● WHAT YOU SHOULD DO: Convert everything in the data below, from the line containing "the athlete's face" down to the line containing "[(118, 210)]", into a numbered list, both of those lines included and blank lines omitted. Give only that list.

[Stored records]
start

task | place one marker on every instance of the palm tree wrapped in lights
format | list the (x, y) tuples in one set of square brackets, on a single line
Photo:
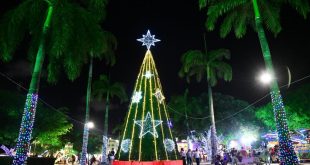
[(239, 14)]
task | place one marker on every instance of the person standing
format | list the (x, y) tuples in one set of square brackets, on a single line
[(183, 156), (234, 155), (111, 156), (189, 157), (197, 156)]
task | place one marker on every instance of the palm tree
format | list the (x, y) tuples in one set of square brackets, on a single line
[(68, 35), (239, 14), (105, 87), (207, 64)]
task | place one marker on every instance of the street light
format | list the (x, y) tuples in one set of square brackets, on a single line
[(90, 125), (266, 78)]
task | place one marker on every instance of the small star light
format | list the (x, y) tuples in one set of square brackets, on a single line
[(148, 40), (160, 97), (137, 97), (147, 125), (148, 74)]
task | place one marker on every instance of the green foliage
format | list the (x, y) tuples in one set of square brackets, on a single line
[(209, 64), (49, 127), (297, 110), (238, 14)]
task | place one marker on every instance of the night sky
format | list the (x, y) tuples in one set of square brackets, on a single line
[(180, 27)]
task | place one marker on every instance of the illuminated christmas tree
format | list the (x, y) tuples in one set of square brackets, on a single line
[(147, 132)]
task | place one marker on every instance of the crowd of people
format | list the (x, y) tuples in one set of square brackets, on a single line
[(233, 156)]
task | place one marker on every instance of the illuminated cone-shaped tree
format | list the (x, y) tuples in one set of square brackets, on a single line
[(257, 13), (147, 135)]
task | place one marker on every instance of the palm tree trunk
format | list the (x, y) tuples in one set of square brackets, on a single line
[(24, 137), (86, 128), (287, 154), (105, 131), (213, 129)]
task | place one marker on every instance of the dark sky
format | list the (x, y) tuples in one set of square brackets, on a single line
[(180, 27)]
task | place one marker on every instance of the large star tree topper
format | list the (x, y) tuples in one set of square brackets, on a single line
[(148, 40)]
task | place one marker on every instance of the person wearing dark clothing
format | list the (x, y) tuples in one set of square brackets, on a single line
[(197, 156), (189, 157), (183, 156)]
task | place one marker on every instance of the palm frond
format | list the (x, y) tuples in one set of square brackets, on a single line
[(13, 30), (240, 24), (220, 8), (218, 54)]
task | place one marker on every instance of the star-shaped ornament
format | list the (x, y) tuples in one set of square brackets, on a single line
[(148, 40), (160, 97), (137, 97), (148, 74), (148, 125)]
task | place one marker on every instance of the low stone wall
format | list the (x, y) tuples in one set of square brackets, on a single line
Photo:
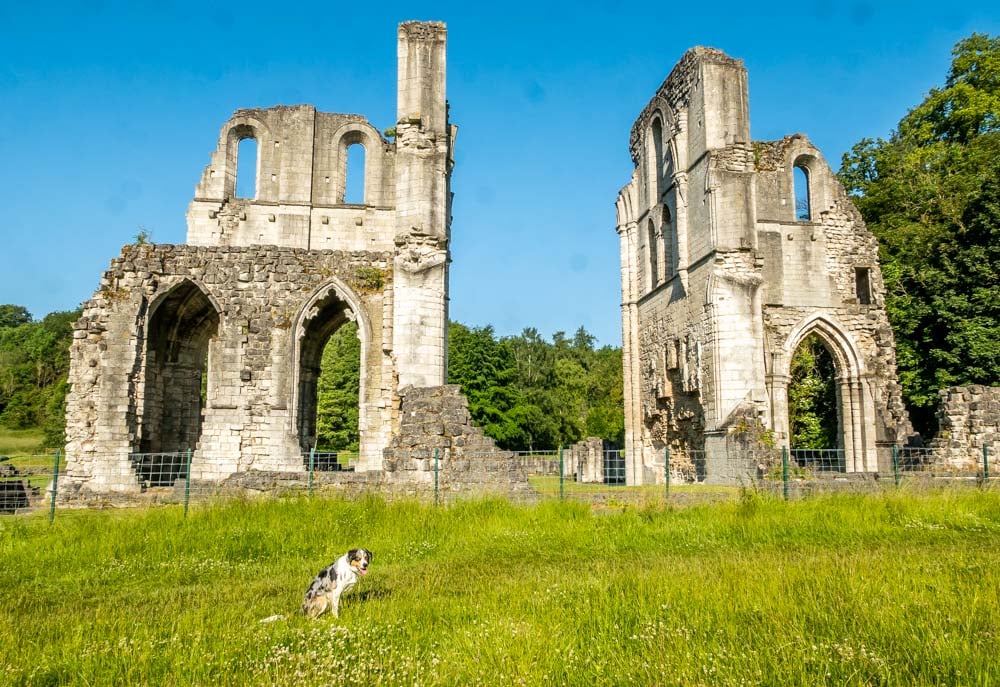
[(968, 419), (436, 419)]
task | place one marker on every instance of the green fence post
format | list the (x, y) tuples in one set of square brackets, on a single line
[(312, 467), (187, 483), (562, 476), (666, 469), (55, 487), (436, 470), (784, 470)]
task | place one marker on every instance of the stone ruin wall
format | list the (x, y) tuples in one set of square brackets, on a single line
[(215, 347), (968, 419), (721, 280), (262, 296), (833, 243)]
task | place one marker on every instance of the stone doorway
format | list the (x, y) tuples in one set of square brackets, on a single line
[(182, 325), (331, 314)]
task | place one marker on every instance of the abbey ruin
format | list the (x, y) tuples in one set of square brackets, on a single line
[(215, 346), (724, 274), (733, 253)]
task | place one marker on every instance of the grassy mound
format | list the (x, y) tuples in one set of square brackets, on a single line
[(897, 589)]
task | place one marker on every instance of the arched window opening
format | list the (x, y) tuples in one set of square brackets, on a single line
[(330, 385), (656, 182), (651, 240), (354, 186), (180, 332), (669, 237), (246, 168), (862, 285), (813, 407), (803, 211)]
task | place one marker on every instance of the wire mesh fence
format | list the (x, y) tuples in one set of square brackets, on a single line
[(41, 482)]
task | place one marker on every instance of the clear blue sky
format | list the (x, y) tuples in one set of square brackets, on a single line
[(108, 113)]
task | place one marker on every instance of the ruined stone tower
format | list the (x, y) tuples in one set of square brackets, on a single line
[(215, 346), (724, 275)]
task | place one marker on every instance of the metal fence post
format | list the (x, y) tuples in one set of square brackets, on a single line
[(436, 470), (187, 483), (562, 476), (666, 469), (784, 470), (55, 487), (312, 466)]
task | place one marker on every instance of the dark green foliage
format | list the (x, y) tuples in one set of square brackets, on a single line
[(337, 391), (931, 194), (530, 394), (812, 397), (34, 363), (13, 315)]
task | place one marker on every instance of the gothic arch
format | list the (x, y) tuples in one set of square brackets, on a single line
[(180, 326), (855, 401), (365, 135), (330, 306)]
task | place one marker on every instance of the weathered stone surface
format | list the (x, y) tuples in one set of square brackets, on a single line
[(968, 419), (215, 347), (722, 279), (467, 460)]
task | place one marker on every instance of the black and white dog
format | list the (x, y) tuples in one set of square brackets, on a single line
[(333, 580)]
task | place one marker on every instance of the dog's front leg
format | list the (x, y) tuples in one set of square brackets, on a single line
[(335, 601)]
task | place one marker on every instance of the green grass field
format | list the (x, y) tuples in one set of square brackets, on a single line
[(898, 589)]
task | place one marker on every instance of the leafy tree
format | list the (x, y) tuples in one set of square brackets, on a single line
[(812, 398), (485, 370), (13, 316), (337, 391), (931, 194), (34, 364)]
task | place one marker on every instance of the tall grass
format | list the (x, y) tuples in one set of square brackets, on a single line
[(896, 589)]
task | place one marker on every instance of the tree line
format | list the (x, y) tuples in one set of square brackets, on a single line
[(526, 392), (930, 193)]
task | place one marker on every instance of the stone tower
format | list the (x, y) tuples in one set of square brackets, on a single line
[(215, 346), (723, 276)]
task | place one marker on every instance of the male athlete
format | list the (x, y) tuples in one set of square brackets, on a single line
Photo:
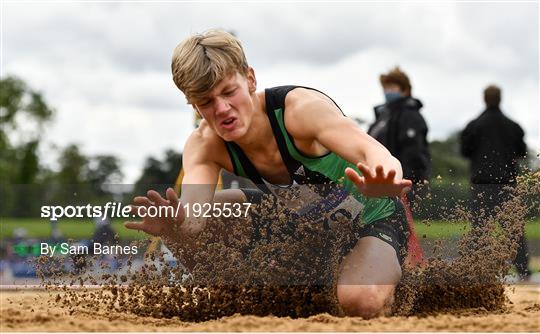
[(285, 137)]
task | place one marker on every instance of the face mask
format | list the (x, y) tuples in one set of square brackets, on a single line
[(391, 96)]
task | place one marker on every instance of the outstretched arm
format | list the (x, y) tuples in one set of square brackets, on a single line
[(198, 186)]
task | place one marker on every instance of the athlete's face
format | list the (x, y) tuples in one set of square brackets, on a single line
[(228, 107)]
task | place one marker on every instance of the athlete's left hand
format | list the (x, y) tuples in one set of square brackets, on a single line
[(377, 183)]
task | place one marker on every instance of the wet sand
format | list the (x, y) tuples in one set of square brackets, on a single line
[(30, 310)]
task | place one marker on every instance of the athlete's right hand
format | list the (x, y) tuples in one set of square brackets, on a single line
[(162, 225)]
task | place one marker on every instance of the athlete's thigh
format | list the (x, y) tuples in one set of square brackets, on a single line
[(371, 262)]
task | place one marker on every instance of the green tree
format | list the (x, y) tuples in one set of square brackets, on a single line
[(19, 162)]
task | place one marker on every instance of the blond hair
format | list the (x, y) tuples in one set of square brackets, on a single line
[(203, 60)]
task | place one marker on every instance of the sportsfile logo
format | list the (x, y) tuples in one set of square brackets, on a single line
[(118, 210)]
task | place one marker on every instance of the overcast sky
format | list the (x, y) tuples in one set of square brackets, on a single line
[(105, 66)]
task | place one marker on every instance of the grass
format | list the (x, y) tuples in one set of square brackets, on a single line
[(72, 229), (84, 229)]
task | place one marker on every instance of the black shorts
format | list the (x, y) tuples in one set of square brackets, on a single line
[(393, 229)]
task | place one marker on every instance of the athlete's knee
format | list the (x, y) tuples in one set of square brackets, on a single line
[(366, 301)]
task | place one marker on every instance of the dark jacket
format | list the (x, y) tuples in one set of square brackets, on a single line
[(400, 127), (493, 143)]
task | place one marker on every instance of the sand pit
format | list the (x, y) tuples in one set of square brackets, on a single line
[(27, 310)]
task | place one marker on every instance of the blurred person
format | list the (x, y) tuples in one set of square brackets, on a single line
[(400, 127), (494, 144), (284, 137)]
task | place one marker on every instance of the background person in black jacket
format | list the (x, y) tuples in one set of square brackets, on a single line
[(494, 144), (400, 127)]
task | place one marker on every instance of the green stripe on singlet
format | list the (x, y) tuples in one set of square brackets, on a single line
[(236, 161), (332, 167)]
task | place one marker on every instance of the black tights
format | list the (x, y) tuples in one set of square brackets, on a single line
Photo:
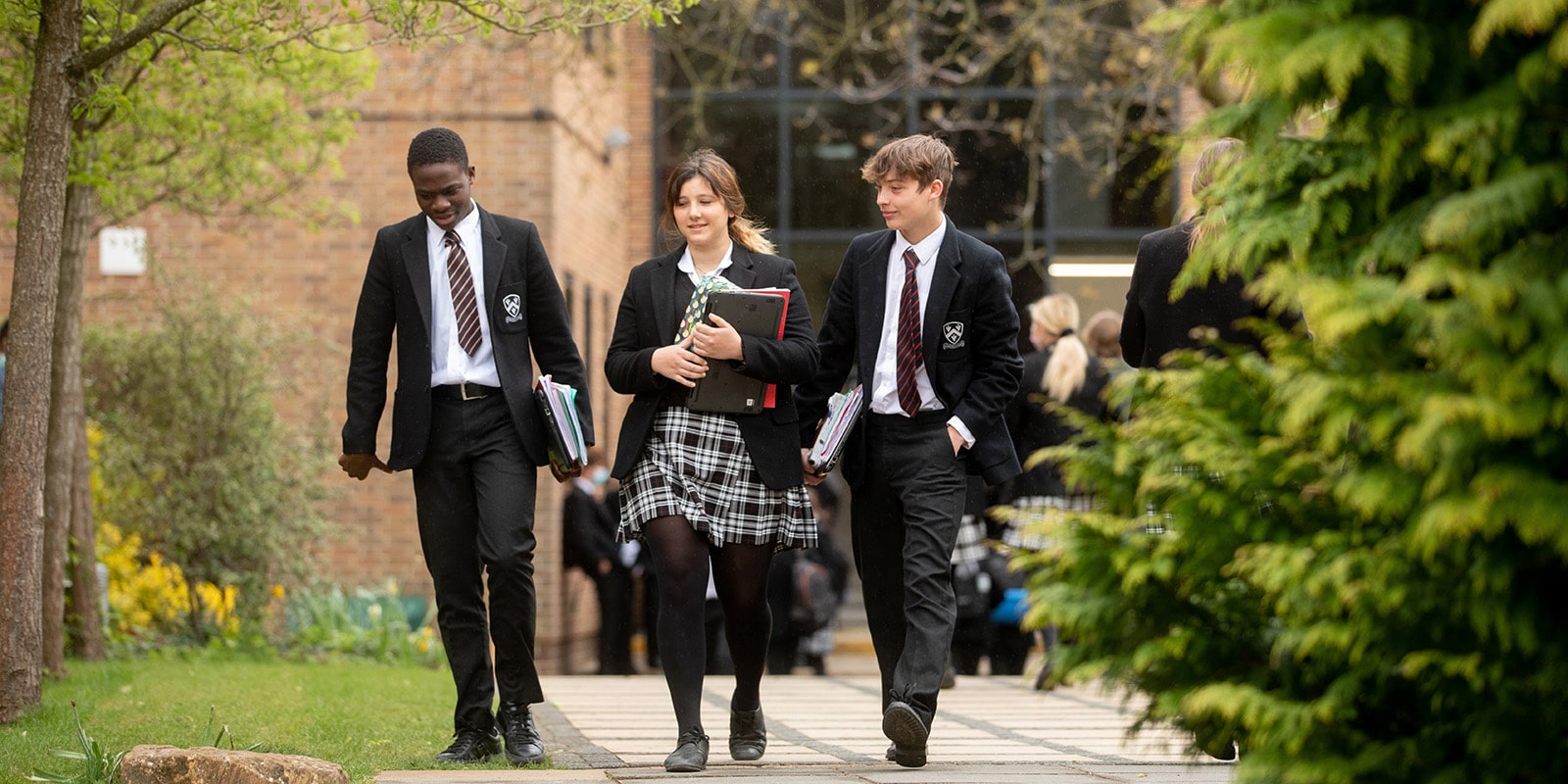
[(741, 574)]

end

● WRITTEN RESPONSE:
1. task | place one marker on every instance of the athlete's face
2. format | list the (x, y) tuples in one set of square brackets, on a single line
3. [(228, 107)]
4. task | place one marker on every instance of the athlete's left hand
5. format | list the (x, y) tuples in one set of square brackets, on a single line
6. [(377, 183)]
7. task | place one marker on every instance of the wet sand
8. format | list the (x, y) tuples in one set of square brackets, on a single line
9. [(30, 310)]
10. task | place one marker on every instance of the athlete's right hand
11. format | list the (x, y) tuples in one set of square brackets, on a single line
12. [(162, 225)]
13. task | place one marker on every instance of the athlete's thigh
14. format | list the (x, y) tuples in one set of square brackets, on a single line
15. [(371, 262)]
16. task | place one marker on every instance of the green tree
17. format | list the (x, y) tuples in one set of square brackets, on a single line
18. [(19, 162)]
19. task | place one marker on every instance of the blond hair
20. format | list the (x, y) tuples in one set of square brackets, on a single line
21. [(203, 60)]
22. task | place one marker on every instance of the sportsfile logo
23. format | list the (x, y) tuples in one set of square brackets, on a single line
24. [(118, 210)]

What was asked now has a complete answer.